TEXT —
-- -- --
Paul Flynn: We are talking about ones
who are retiring. That was a rather
cheap point, but carry on.
Sir Patrick Brown: No, it is a very serious
point.
Paul Flynn: We are talking about civil
servants who retire either as the head of a department or in procurement and
who go into these large jobs. I
represent many thousands of civil servants and very few of those are in that
category you described and that is a serious matter, but what we are doing is
undermining the ethos of the service from the top and it is rotting like a fish
from the head first. To talk about
junior civil servants who will lose their relatively well-paid jobs is nothing
to do with the subject we have here.
Sir Patrick Brown: Well I can disagree with you
on that. Addressing the very senior
civil servants, none of them in their minds says, "Well, if I give a favour to X
company, I can go and work for them". I
do not believe that happens. However, if
my proposal is adopted, you will find out, or someone will find out, whether
indeed there was that sort of influence over a decision to provide a benefit to
a prospective employer. At the moment
it is an allegation.
Q92 Paul
Flynn: This is a signed affirmation you are talking about, the suggestion
that they make a promise so that when in fact they are working for Mega Greed
PLC later, something comes round to the board and there is an important crucial
decision to be made, hundreds of people could lose their jobs, big fat
contract, you are saying that a signed affirmation by a civil servant is going
to bandage his mouth to such an extent that he will not give any hint, nod that
in fact it should go one way or another because of his influence? Do you really think that a signed
affirmation would work?
Sir Patrick Brown: It is a helpful
reminder. It is something to bring to
everybody's attention, including the future employer, that there is a duty of
confidentiality. But looking at it the
other way around, do you think a delay of three or six months suddenly means that
the individual does not have the information?
Q93 Paul
Flynn: As you are asking me the question, I shall give evidence to
you. The usual idea is that you give
evidence to us. I should say that the
value of the civil servant to a new employer does diminish very rapidly as the
period goes on. They have less
influence with their previous colleagues because they might have left or
retired too. Their knowledge is out of
date, so they have less to sell. I
believe why people are being recruited by firms from defence departments is
because of their influence among colleagues and their knowledge. If there were a period of five years, that
would certainly reduce their effect, their knowledge and reduce the amount of
money they could get in the marketplace. I believe that is the reason why a five-year gap should be imposed
rather than asking them to sign a piece of paper. Would you not think that would be more effective and protect the
public interest?
Sir Patrick Brown: As I said earlier, I do not
think the courts would uphold a five-year ban.
Would you apply this to all Crown servants leaving, to those with
decision-making powers, or only to those retiring at the end of their career?
Q94 Paul
Flynn: We do it with common sense:
for those in senior positions who have confidential information and it
might apply to ministers as well. If
you look at the ethos of the Civil Service, how concerned are you? Do you see yourself as a businessman, rather
than a civil servant? You were there
for 25 years, but you were brought in in order to carry out privatisations,
which you did very successfully.
Sir Patrick Brown: No, that is not true. I did indeed do a number of privatisations,
but I joined as a perfectly ordinary principal, as it was in those days.
Q95 Paul
Flynn: From what? What was your
previous job?
Sir Patrick Brown: I was a management
consultant.
-- -- --
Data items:
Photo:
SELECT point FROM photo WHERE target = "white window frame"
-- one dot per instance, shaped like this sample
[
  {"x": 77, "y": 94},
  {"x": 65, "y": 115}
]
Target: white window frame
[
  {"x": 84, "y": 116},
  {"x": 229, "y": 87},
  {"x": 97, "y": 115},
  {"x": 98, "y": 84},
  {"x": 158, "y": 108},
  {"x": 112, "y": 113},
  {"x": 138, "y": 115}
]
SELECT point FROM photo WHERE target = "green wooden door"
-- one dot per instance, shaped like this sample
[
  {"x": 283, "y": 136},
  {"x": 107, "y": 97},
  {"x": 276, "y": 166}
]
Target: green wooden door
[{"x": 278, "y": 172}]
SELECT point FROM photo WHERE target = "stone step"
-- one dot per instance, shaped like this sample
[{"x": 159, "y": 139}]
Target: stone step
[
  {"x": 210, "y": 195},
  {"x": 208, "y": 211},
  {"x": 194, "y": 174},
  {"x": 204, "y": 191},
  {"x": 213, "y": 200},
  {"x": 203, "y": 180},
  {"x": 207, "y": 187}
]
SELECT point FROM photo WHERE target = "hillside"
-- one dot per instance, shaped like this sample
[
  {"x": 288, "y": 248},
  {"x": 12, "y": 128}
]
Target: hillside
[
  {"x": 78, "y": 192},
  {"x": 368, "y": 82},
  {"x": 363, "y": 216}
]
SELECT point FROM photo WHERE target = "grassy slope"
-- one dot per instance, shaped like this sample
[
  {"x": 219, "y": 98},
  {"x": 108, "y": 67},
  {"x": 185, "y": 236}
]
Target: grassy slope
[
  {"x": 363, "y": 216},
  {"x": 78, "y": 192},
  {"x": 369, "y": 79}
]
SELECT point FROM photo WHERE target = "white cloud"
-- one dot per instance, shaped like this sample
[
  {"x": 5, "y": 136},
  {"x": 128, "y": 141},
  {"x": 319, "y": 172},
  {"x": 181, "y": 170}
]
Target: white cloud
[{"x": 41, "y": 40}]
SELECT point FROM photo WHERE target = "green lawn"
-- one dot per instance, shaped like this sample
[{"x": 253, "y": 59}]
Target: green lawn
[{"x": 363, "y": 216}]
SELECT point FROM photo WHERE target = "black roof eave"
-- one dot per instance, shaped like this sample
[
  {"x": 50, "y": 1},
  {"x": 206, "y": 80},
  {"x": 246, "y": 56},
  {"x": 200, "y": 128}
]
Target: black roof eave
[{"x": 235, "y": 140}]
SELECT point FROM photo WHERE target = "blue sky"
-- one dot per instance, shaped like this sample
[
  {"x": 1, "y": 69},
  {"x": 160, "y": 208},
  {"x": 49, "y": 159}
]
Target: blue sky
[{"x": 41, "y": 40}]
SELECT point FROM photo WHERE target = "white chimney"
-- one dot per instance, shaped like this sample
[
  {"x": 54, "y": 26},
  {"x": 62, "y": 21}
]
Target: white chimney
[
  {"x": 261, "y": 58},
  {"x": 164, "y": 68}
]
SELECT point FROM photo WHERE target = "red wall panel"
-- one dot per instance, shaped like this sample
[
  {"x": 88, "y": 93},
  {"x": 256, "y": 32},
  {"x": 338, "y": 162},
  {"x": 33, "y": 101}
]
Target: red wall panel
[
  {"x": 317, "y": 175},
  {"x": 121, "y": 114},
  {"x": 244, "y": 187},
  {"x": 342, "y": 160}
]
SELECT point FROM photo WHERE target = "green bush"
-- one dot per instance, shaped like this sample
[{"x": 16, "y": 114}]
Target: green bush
-- -- --
EXERCISES TO COMPLETE —
1. In the committee hearing transcript, what job did Sir Patrick Brown say he had before joining the Civil Service?
2. Pick up the committee hearing transcript after its last line and continue the exchange.

RESPONSES BY TASK —
1. He was a management consultant.

2.
Q96 Paul
Flynn: Okay, but you were involved in the privatisation of the National Bus
Company, the water industry, the Property Services Agency and the rail operating
companies and so on. Do you not see a
difference in the ethos in the civil servants between the time you joined and
the position when you retired?
Sir Patrick Brown: Not in the ethos, no. When I joined, you spent a lot of time being
taught, sitting with Nellie basically, what was and what was not acceptable in
the Civil Service, what the requirements were.
We all had a copy of the management code which was very thick and I am
delighted to see a much shorter version now.
All the time I was in the Civil Service and while I was a permanent
secretary the ethos remained. What was
interesting was that when I brought in people at senior level from outside, it
was clear that I, as the permanent secretary, needed in a sense to be the Nellie
with whom they sat to try to show them the difference between the business
approach and the qualities you needed in the Civil Service. The fact that you are serving a minister is
entirely different from serving shareholders, but the ethos is still the same.
Q97 Paul
Flynn: Would it be true to say, as the Campaign Against Arms Trade have
said, that in your report you are arguing for a weakening of the present
restrictions?
Sir Patrick Brown: No, I do not think I
am. I am looking at the reality of
it. What is it that the public needs to
be reassured is not happening? I am not
fussed about lobbying, as Nolan was not.
He said it is a normal part of the political process, but it needs to be
transparent.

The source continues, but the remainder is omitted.